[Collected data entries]
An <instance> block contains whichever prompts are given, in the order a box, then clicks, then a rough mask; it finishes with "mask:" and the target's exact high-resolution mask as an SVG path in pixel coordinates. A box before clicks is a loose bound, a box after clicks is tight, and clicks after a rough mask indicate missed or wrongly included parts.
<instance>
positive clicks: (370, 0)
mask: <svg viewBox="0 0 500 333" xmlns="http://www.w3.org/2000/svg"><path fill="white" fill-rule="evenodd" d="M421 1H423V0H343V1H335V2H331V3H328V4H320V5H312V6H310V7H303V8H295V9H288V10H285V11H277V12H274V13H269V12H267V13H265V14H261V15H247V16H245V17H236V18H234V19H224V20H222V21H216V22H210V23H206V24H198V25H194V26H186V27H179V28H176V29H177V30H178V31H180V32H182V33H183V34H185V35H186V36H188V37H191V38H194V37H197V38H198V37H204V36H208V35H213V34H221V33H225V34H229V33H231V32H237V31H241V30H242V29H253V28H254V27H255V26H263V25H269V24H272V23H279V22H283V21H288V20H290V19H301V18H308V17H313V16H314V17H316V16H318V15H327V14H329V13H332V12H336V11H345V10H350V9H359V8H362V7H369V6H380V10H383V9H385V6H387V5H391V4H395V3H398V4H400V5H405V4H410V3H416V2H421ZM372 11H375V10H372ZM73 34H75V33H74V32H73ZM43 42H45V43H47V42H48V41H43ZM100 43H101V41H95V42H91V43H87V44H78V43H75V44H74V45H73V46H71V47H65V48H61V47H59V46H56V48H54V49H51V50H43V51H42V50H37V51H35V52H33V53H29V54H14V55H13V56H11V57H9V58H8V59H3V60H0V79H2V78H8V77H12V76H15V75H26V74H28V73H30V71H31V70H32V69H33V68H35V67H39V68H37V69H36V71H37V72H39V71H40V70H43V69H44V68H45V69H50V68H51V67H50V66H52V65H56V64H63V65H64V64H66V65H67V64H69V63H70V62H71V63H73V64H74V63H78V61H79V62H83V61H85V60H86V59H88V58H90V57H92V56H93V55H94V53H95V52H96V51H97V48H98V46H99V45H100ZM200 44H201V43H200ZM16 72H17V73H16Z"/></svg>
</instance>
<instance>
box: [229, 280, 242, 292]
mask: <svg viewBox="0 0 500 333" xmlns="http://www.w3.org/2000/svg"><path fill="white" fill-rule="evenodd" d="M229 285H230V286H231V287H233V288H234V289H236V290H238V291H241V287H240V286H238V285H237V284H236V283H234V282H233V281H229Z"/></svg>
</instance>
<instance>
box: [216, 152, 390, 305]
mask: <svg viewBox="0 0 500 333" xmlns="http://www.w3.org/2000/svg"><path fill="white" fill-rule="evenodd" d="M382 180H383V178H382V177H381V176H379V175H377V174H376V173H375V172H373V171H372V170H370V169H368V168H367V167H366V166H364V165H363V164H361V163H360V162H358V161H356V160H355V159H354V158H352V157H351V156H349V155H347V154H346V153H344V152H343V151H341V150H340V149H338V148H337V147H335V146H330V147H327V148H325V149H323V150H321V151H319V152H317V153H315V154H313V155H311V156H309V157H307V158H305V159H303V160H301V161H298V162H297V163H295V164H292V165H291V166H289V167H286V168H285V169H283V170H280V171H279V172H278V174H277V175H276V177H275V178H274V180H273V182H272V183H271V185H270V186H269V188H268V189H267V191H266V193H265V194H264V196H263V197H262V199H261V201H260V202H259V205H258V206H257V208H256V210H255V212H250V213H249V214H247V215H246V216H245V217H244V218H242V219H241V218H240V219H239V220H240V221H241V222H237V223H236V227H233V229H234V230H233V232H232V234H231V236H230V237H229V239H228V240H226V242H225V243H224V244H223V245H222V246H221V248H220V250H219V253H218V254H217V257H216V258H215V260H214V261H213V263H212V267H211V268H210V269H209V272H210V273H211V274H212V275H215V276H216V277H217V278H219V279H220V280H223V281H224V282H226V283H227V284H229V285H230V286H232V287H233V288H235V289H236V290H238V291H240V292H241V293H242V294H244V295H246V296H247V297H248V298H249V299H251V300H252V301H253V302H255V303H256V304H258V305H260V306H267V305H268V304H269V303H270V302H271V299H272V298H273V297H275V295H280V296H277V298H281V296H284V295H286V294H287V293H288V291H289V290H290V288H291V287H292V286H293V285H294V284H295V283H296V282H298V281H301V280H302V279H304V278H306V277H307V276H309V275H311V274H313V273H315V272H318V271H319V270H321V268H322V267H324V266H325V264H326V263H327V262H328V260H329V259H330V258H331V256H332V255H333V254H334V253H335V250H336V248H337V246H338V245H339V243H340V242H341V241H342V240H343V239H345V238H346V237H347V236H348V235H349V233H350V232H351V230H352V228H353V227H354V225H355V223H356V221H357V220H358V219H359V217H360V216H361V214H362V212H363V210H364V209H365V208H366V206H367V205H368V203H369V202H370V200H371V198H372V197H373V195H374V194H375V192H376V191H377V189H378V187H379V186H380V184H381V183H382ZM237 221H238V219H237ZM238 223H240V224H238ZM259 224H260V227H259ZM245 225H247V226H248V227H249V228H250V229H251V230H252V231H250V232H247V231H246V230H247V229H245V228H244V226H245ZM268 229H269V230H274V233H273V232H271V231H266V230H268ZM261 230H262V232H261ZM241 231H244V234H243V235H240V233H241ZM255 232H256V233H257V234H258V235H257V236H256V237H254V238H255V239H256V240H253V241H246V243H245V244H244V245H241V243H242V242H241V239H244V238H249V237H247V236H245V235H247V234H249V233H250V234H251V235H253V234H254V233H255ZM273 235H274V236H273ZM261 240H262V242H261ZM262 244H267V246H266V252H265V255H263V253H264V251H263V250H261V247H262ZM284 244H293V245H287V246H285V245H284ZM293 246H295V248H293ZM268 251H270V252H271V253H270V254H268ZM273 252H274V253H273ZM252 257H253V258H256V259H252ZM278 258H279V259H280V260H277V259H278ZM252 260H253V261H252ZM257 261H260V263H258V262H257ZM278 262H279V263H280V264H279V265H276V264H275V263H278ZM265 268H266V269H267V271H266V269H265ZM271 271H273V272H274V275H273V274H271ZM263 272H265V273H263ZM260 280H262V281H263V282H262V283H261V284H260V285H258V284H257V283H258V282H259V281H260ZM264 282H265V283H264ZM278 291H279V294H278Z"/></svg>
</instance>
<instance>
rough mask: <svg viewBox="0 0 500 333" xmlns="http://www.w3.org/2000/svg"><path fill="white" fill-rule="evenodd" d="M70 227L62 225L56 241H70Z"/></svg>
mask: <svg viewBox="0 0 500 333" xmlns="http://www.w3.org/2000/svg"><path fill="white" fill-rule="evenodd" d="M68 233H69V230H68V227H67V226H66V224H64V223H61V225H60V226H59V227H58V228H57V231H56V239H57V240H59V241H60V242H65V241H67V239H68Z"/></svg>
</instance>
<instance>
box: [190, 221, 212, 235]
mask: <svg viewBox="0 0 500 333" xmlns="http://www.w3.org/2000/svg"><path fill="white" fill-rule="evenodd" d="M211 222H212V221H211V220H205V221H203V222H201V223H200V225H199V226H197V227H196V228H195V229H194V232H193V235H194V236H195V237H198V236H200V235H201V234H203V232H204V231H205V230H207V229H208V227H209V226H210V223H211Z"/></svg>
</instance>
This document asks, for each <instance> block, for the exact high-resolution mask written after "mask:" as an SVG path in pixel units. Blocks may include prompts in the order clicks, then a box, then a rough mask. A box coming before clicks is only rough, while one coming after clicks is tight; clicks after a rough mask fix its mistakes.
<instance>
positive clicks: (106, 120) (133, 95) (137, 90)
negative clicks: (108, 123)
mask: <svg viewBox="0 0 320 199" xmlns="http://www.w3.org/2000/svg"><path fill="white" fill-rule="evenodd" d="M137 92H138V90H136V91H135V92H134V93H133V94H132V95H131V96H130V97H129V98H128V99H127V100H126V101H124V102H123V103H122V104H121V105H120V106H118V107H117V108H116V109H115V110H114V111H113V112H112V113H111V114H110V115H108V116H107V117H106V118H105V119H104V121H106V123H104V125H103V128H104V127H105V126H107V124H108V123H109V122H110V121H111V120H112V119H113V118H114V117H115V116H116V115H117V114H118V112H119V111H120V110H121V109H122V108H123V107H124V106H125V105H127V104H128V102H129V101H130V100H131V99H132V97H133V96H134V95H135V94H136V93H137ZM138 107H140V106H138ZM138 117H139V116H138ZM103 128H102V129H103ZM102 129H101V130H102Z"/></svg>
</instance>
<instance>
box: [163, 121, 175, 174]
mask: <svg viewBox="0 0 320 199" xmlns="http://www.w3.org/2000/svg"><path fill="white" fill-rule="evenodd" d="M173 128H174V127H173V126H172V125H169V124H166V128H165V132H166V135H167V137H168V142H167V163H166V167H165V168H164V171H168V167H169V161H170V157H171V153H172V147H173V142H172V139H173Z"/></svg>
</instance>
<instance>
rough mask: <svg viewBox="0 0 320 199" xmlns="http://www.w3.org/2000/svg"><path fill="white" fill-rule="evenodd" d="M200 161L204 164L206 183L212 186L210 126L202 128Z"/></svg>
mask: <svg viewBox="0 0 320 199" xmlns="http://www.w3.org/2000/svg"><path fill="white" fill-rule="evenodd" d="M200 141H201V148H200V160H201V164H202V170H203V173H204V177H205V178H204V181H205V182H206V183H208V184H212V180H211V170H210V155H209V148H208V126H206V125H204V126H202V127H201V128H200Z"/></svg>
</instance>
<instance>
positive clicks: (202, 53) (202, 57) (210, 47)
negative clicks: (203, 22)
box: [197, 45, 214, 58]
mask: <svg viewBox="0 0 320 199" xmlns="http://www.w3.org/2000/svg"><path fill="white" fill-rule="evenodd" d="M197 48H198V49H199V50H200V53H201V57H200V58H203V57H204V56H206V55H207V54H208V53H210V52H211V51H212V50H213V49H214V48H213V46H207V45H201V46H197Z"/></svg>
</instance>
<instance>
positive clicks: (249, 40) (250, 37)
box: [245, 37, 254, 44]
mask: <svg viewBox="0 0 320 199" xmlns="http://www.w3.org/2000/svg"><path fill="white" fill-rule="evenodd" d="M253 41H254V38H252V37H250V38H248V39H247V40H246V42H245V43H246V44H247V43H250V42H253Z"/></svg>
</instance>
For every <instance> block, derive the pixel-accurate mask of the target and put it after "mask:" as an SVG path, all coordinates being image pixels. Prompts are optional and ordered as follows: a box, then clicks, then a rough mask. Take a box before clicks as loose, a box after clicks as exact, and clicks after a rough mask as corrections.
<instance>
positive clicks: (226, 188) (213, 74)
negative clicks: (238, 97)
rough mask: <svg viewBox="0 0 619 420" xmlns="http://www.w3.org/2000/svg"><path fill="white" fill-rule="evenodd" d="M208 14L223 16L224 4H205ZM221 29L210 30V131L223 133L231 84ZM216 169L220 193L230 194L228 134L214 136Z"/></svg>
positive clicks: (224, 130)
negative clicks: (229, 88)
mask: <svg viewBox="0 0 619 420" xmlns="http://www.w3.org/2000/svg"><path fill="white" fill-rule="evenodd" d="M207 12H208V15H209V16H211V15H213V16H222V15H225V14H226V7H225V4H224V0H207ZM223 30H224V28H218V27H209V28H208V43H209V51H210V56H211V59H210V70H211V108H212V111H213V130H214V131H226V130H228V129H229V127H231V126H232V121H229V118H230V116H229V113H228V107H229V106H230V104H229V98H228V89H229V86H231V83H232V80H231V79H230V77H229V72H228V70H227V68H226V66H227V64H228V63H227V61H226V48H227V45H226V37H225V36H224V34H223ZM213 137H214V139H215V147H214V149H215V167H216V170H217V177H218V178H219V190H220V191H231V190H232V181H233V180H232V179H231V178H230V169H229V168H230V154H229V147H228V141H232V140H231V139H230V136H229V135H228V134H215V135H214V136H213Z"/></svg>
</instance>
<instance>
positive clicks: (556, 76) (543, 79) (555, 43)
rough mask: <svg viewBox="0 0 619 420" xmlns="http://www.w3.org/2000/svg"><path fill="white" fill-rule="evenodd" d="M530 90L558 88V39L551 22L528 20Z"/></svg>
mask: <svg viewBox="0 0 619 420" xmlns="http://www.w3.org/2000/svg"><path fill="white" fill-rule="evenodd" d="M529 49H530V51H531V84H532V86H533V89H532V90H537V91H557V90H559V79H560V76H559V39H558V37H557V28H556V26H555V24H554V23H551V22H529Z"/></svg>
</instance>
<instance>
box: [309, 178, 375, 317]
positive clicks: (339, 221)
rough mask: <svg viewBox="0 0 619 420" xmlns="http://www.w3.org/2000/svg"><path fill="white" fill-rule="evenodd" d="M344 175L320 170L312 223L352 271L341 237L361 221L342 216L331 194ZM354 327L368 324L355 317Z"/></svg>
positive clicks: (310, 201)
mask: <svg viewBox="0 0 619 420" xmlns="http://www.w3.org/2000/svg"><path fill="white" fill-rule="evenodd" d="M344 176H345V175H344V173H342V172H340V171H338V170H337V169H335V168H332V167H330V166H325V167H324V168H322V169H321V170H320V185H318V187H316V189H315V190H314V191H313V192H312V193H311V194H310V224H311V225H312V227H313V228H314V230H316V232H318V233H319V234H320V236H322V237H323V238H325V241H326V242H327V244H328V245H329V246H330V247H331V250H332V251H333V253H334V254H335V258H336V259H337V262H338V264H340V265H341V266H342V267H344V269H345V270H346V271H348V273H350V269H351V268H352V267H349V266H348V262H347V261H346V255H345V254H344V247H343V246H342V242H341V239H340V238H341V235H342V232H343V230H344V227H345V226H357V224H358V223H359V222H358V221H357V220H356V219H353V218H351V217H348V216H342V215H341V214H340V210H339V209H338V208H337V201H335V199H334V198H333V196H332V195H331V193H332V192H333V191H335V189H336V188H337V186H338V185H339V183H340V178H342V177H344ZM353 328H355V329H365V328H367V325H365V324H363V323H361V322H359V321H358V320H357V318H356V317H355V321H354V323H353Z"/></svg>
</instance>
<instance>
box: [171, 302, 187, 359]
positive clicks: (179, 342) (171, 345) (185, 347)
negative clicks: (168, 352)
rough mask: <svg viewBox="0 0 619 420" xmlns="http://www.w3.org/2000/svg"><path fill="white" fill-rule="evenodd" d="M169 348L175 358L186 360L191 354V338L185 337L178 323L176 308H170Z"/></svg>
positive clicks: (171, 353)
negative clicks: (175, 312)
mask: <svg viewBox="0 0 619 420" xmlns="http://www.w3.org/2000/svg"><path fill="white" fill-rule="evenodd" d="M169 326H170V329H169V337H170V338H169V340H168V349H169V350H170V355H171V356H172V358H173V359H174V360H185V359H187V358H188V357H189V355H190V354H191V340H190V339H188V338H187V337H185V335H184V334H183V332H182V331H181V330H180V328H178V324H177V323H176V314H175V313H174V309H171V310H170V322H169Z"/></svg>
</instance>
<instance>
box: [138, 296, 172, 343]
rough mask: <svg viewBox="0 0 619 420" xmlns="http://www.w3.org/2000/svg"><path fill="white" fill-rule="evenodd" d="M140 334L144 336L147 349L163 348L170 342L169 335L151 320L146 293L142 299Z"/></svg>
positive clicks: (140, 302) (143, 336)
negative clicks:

» EXERCISE AIM:
For each line in the data that holds the word "target", copy the line.

» ANSWER BELOW:
An <instance> block contains whichever prompts are given, in the order a box, then clicks, then a rough mask; it finishes with "mask:" and the target's exact high-resolution mask as an SVG path in pixel coordinates. A box before clicks is a loose bound, a box after clicks is tight, and clicks after a rough mask indicate missed or wrongly included parts.
For every <instance> block, derive the pixel-accurate mask of the target and put it after "mask:" as an SVG path, all coordinates being image pixels. Prompts are optional and ordered as follows: a box, then clicks, then a rough mask. Take a box before clicks as loose, a box after clicks as exact, and clicks after a rough mask as corrections.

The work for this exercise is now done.